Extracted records
--------------------------------------------------

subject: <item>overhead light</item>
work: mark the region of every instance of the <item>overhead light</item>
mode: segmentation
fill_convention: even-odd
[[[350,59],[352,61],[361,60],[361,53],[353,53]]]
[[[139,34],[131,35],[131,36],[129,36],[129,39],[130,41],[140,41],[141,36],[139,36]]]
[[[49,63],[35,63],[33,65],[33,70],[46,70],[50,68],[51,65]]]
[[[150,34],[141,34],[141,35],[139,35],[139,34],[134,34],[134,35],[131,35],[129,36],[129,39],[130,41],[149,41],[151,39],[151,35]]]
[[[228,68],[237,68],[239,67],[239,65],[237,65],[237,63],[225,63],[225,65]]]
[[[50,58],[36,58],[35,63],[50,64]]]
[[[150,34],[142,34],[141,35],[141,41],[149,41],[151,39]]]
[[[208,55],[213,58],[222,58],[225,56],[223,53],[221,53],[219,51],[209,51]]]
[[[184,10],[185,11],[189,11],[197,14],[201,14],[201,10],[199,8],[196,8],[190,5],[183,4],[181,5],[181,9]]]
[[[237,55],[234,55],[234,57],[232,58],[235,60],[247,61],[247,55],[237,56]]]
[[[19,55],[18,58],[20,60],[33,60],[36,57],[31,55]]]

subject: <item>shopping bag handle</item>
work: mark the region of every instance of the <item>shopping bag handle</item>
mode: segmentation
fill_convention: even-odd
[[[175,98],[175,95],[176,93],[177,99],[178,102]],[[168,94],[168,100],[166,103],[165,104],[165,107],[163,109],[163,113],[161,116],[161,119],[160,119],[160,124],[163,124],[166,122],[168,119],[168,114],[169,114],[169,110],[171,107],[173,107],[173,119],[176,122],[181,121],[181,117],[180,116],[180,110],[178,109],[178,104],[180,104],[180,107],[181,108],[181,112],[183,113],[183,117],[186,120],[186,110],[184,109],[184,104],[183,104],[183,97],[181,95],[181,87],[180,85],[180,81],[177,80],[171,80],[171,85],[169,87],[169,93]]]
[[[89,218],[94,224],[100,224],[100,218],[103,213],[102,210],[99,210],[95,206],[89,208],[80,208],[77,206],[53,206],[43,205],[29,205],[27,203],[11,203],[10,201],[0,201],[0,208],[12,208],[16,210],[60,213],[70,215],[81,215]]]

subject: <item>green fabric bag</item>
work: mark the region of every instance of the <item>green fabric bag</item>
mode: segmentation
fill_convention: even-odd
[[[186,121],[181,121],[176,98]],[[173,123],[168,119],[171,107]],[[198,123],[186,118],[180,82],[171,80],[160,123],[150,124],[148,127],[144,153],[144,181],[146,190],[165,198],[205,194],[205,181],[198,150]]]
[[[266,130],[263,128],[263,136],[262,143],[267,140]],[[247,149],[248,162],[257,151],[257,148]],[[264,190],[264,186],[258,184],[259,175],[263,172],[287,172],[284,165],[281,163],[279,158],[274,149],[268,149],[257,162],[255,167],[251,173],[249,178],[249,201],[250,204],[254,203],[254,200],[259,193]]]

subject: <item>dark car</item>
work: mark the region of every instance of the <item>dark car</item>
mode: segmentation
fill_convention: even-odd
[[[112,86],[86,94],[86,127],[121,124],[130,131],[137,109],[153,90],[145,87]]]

--------------------------------------------------

» TO BE DONE
Rewrite the entries as a numbered list with blank lines dropped, starting at the line that contains "subject: <item>dark car</item>" and continuing through the end of the entries.

» EXERCISE RESULT
1. subject: <item>dark car</item>
2. work: mark the region of every instance of the <item>dark car</item>
3. mode: segmentation
4. fill_convention: even-odd
5. [[[112,86],[86,94],[86,127],[121,124],[130,131],[137,109],[153,90],[145,87]]]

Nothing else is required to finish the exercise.